Outline annotation records
········
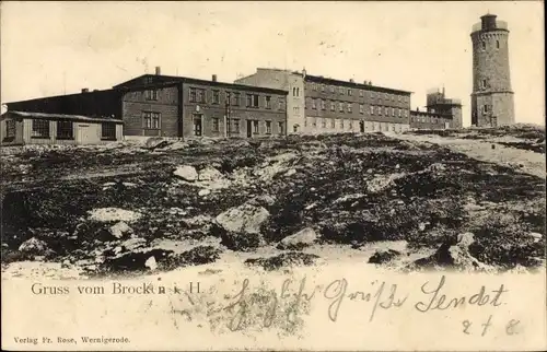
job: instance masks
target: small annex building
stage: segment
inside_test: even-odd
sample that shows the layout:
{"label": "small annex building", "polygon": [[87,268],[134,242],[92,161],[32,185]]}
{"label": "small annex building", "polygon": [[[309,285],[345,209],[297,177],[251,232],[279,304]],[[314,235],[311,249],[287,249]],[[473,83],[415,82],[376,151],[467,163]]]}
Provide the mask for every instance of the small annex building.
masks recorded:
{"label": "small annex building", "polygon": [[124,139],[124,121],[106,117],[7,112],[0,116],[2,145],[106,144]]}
········
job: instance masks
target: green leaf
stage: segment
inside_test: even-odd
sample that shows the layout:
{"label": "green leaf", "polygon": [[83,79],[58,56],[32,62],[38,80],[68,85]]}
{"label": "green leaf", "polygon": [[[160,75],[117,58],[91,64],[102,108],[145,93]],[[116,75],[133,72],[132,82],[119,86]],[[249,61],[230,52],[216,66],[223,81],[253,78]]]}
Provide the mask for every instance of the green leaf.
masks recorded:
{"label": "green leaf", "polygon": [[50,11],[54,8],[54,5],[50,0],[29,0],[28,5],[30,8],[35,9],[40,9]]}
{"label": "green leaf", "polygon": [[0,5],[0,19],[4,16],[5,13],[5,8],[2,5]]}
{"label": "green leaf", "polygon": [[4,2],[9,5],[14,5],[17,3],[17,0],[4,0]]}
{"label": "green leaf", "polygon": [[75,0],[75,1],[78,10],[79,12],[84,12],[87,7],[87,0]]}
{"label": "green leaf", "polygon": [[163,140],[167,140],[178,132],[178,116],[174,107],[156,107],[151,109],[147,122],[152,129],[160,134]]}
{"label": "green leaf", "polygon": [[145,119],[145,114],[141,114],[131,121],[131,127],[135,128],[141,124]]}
········
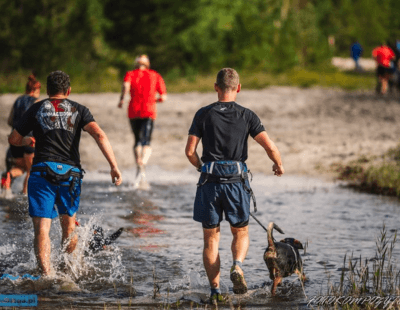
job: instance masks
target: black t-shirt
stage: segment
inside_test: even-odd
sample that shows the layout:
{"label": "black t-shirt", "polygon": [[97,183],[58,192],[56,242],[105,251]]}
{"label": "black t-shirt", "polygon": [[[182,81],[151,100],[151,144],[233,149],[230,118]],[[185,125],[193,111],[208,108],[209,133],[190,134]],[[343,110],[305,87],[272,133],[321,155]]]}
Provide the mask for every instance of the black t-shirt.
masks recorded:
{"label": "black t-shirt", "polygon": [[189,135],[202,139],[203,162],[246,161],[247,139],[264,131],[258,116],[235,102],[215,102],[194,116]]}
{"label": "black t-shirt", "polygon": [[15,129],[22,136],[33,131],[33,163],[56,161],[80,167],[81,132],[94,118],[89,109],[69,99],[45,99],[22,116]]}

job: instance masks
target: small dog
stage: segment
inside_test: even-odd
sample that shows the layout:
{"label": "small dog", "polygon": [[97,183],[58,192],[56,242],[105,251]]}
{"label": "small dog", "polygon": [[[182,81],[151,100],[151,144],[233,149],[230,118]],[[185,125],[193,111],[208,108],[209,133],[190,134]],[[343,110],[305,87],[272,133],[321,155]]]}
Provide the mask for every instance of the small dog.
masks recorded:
········
=== Set exercise ===
From the records above, pull out every line containing the string "building" and copy each of those lines out.

=== Reply ===
target: small annex building
{"label": "small annex building", "polygon": [[87,268],[134,242],[92,161],[32,185]]}
{"label": "small annex building", "polygon": [[[309,285],[345,209],[297,177],[251,232],[279,304]],[[314,235],[311,249],[287,249]],[[473,83],[415,82],[376,151],[467,163]]]}
Provide the mask for every instance of the small annex building.
{"label": "small annex building", "polygon": [[124,139],[124,121],[106,117],[7,112],[0,116],[2,145],[106,144]]}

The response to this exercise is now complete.